> DIRECTIONS:
Would you please return the lines of the entries below starting at the line that has "[locate] butterfly head" and ending at the line that has "[locate] long dark", both included, exactly as they are?

> SOURCE RECORDS:
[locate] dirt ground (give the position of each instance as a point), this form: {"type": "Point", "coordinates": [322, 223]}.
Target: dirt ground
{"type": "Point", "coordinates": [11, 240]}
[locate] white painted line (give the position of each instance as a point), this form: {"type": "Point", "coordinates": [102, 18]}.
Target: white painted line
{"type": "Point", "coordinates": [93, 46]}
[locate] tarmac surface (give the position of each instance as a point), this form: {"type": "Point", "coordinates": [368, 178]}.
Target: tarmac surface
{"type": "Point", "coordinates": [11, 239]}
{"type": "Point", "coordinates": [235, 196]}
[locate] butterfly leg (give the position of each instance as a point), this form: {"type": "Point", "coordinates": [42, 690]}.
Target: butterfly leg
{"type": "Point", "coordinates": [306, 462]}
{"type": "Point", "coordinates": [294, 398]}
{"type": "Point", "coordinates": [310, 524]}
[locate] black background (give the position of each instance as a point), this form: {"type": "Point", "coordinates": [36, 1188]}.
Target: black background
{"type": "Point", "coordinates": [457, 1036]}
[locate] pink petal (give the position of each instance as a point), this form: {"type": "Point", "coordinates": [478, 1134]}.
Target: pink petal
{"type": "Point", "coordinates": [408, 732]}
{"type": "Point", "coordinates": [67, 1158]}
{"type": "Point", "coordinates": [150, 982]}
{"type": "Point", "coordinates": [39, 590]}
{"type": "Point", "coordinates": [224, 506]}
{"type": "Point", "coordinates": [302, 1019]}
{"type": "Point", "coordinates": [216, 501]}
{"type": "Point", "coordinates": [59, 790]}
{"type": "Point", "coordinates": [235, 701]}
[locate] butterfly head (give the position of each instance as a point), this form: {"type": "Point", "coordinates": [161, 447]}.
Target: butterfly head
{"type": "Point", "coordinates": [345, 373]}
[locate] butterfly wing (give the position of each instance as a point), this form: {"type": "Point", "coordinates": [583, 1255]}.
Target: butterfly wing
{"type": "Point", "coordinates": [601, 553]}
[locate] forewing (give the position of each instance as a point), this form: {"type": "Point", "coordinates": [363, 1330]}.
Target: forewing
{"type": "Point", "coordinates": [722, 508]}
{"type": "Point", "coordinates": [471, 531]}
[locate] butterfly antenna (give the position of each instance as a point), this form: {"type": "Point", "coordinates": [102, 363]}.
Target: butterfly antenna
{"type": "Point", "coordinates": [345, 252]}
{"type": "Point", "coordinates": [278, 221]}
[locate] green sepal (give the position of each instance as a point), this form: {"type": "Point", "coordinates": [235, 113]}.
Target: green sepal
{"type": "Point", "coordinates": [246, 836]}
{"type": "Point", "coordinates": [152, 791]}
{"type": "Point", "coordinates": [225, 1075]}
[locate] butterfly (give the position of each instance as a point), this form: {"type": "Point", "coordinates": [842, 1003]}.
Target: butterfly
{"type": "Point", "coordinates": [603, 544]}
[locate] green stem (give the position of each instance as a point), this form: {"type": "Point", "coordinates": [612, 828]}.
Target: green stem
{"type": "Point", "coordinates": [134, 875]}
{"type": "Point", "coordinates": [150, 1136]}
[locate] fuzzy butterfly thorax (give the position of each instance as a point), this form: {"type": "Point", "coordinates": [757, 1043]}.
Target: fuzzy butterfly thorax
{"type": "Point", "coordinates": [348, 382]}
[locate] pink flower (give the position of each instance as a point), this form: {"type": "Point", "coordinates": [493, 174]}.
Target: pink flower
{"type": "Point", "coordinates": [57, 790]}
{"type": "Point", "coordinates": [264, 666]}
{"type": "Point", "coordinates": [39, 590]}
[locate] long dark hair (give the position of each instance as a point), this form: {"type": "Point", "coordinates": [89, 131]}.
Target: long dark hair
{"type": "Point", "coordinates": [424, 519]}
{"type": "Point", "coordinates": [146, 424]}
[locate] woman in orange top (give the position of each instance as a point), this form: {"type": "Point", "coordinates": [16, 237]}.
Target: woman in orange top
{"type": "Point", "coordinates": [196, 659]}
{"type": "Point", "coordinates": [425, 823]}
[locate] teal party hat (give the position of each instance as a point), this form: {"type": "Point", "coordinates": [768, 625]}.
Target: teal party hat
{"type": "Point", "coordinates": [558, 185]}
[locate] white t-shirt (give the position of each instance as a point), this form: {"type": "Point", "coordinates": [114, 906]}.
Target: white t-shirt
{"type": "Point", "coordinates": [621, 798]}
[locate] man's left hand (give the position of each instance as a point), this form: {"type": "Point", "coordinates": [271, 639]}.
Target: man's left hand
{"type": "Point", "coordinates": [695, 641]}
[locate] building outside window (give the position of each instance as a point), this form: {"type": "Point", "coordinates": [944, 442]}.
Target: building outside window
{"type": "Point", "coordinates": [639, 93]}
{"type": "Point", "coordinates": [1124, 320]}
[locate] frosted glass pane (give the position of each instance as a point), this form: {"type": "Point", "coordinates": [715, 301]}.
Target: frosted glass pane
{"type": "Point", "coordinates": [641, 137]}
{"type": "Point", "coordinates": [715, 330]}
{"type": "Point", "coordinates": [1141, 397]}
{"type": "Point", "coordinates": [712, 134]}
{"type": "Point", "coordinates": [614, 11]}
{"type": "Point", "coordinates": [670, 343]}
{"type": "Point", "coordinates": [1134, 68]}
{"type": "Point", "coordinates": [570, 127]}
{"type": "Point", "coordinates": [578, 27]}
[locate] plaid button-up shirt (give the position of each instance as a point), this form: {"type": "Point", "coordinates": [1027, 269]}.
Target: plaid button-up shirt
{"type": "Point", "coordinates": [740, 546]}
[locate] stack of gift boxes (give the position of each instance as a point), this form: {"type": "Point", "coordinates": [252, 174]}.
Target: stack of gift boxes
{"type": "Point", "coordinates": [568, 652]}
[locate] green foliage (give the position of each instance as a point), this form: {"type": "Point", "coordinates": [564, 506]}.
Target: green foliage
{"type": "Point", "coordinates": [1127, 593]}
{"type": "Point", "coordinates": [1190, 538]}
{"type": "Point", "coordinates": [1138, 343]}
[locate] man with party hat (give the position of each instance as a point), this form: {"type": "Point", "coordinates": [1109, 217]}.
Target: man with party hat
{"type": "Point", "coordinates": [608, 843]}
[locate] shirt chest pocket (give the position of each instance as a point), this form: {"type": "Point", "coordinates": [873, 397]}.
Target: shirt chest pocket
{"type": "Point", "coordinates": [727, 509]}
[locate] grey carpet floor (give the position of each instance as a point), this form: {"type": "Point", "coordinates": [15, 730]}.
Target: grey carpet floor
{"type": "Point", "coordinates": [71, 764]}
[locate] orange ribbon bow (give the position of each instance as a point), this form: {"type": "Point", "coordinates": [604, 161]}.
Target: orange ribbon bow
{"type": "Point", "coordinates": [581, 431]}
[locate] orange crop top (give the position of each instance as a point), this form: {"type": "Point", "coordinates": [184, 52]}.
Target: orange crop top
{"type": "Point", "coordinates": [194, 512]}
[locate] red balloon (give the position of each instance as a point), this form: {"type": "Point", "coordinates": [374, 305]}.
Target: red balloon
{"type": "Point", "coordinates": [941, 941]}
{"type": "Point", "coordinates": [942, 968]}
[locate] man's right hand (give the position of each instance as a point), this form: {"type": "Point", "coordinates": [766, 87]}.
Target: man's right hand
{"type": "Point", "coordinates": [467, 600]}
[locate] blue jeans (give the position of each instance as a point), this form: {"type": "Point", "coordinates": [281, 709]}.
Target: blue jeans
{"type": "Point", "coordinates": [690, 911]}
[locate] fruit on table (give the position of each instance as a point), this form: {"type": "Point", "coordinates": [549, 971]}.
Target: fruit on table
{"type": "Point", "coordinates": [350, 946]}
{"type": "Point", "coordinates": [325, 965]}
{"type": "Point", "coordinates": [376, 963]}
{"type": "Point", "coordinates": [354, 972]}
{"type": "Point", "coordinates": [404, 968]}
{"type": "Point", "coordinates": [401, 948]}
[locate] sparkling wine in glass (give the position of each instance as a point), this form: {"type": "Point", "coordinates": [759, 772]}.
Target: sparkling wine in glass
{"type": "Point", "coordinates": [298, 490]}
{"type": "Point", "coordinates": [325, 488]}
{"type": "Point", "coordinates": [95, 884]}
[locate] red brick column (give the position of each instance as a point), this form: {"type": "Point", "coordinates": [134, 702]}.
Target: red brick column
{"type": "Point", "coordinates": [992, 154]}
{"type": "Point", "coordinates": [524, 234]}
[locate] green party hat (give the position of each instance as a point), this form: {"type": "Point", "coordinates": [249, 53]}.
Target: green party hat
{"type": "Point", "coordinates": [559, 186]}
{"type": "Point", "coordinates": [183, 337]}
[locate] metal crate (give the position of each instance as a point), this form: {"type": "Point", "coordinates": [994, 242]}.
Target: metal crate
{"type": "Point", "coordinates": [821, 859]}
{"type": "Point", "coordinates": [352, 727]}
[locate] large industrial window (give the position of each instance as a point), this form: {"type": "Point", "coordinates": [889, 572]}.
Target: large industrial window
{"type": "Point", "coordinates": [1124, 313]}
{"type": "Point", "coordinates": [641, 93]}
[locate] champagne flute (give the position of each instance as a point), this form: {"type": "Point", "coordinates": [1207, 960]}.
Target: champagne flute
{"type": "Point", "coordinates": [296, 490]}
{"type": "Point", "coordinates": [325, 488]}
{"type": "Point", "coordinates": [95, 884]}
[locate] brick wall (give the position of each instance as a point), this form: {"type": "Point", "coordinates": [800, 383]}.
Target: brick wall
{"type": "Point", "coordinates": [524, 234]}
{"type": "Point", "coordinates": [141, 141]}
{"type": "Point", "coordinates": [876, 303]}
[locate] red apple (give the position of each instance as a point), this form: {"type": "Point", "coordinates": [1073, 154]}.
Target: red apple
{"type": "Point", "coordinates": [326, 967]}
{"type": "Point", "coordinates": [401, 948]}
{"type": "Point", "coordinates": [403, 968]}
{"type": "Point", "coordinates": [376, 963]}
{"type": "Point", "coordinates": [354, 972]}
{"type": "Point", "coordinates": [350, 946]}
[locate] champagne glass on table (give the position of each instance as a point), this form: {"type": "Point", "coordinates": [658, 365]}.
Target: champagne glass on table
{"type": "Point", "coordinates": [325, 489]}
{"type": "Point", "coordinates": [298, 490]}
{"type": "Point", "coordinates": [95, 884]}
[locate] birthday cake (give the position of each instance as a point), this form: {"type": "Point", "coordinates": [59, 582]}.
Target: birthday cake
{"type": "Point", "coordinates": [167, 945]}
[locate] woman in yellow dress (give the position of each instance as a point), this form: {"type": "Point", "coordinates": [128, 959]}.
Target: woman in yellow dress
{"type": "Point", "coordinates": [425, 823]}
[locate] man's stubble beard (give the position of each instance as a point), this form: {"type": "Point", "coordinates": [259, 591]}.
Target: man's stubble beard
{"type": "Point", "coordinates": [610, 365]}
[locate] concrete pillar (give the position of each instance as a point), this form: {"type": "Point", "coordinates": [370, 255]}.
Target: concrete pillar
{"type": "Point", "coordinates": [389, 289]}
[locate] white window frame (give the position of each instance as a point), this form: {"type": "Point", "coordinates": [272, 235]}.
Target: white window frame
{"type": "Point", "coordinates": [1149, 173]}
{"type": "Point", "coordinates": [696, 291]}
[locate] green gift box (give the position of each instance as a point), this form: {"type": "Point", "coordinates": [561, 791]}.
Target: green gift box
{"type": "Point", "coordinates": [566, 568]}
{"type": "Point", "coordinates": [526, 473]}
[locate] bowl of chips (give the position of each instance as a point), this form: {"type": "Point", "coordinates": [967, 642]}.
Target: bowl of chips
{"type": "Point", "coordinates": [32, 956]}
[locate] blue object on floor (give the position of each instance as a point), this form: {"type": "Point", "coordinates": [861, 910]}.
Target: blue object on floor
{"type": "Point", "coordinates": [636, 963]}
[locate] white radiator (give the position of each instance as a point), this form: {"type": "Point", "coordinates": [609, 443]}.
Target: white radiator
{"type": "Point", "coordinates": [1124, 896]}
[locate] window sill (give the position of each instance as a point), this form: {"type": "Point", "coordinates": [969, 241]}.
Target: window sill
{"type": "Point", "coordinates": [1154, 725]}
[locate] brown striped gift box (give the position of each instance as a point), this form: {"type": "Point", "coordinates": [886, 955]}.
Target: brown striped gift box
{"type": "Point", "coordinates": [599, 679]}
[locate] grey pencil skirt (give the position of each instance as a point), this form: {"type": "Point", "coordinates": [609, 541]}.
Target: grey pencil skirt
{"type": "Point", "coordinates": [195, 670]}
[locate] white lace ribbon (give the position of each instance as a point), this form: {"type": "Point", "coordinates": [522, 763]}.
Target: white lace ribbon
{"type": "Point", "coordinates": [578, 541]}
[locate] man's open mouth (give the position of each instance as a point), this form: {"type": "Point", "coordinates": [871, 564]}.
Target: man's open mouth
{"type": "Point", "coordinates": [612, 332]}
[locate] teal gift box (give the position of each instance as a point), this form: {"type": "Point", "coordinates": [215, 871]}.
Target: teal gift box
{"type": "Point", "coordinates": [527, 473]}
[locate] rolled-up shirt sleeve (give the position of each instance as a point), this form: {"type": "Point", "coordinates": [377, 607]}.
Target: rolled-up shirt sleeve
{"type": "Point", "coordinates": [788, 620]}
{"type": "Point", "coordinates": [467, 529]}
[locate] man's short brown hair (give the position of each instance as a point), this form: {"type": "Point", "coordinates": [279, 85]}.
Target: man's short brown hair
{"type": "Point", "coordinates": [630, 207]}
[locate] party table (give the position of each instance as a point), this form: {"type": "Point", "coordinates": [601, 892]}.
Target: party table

> ANSWER FOR THE TASK:
[locate] butterfly head (give the position of each instance as a point), this form: {"type": "Point", "coordinates": [161, 447]}.
Target: butterfly head
{"type": "Point", "coordinates": [345, 373]}
[locate] butterfly wing (give the position of each instance as a point), this form: {"type": "Point", "coordinates": [583, 1255]}.
Target: butterfly wing
{"type": "Point", "coordinates": [601, 553]}
[locate] forewing (give the position of each instance as a point), this form: {"type": "Point", "coordinates": [363, 1330]}.
Target: forewing
{"type": "Point", "coordinates": [722, 508]}
{"type": "Point", "coordinates": [471, 531]}
[locate] butterfly antenna (give the position of each instance as a point), this form: {"type": "Point", "coordinates": [102, 363]}.
Target: butterfly antenna
{"type": "Point", "coordinates": [345, 252]}
{"type": "Point", "coordinates": [278, 221]}
[locate] green sepal (give the position of each instance as a point), this form: {"type": "Point", "coordinates": [235, 113]}.
Target: green sepal
{"type": "Point", "coordinates": [246, 836]}
{"type": "Point", "coordinates": [152, 791]}
{"type": "Point", "coordinates": [225, 1075]}
[locate] butterfly (give the position of each instance as a point), this form: {"type": "Point", "coordinates": [842, 1003]}.
Target: butterfly
{"type": "Point", "coordinates": [603, 544]}
[locate] green stem (give the position of each instance as a point), this form: {"type": "Point", "coordinates": [612, 828]}.
Target: green stem
{"type": "Point", "coordinates": [134, 875]}
{"type": "Point", "coordinates": [150, 1136]}
[locate] fuzzy butterfly thorax (give the position of each instance as a point), this form: {"type": "Point", "coordinates": [757, 1043]}.
Target: fuzzy butterfly thorax
{"type": "Point", "coordinates": [348, 382]}
[locate] pink flower (give the position of each instance as a point), this form: {"type": "Point", "coordinates": [493, 174]}.
Target: pink flower
{"type": "Point", "coordinates": [57, 790]}
{"type": "Point", "coordinates": [264, 666]}
{"type": "Point", "coordinates": [39, 590]}
[locate] long dark hair (give the position of each instance as a point), this form: {"type": "Point", "coordinates": [89, 131]}.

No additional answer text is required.